* Problem details: Extend the text on minimum shortest path covers in graphs, picking up right after its final sentence.

::: Selected text

Informally, we define minimum shortest path cover to be the smallest number of shortest paths that cover all vertices of a graph. In other words, every vertex should belong to at least one of those shortest paths (there is no problem if one vertex belongs to more than one paths). Formally, we define the problem as follows. Assume the directed graph $G=(V,E)$ with vertices $V=\{v_1, ..., v_n\}$, with non-negative edge weights $w(v_i,v_j) \ge 0$. We have following definitions respectively:

  • weight of a path: if $P=u_1, ...,u_{|P|}$ then $w(P) = \sum w(u_i,u_{i+1})$
  • set of all path covers of $G$: $PC(G)=\{\{P_1, ..., P_k\} |\forall i \exists j: v_i \in P_j\}$.
  • Size of a path cover: if $PC=\{P_1, ..., P_k\}$ then $Size(PC)= k$
  • set of all paths of $G$ starting from $v$ and ending in $u$: $P(G, v, u)=\{v, v_{i_1},...,v_{i_l}, u | \forall j: v_{i_j}, u, v \in V, (v_{i_j},v_{i_{j+1}}), (v,v_{i_1}), (v_{i_{|P|}},u)\in E\}$
  • set of all shortest paths of $G$ by $SP(G) = \{P = v_{i_1}, ..., v_{i_{|P|}} | \forall Q \in P(G,v_{i_1},v_{i_{|P|}}), w(P) \le w(Q)\}$.
  • Set of shortest path covers of $G$: $SPC(G)=\{PC=\{P_1, ..., P_k\} | PC \in PC(G), \forall i: P_i \in SP(G)\}$
  • Minimum shortest path cover of G: if $PC \in SPC(G)$ and $\forall Q \in SPC(G): Size(P) \le Size(Q)$ then $MSPC(G) = PC$

To give a concrete example, suppose graph $G=(V,E)$, with vertices $ V=\{1,2,3,4\}$, and edges $E=\{1\rightarrow 2,1\rightarrow 5, 2\rightarrow 3,4\rightarrow 5\}$. It is clear that $G$ could be covered by two paths. The minimal set would be $MSPC(G)=\{1\rightarrow 2 \rightarrow 3,\ 4\rightarrow 5 \}$.

::::::
::: Material provided

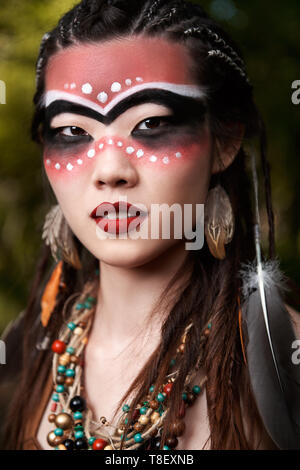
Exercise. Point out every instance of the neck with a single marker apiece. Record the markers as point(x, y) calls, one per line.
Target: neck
point(126, 299)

::::::

* Response:
Now we informally construct the graph $G$ as follows. Its set of vertices ${v_1, v_2, ..., v_n}$ are points in $R^m$. Then we put the $k$ nearest vertices to $v_i$ (euclidean distance) in its adjacency list $Adj(n_i)$. Noting that $n_i \in Adj(n_j)$ does not imply $n_j \in Adj(n_i)$, the formed graph is directed and not necessarily symmetric. We can hold $k$ to be constant or $k \ll n$, in a way that the graph would become sparse.More formally we have following definitions:

  • vertices: $V={v_1, v_2, ..., v_n}, \forall i: v_i \in R^m$
  • distances: $d(u,v)$ denotes euclidean distance between $d(u,v)=||u-v||_2$
  • k-nearest neighbours: $N_k(u)=\{u_1, ..., u_k\}$ in that $\forall u_1 \in N_k(u), u_2 \notin N_k(u)$ implies $d(u,u_1) \le d(u,u_2)$.
  • edges: $E=\{(u,v) | u,v \in V, v \in N_k(u)\}$. Alternatively, $Adj(u)=N_k(u)$.
  • weights: if $(u,v) \in E$ then $w(u,v) = d(u,v)$.
  • Graph: $G=(V,E)$.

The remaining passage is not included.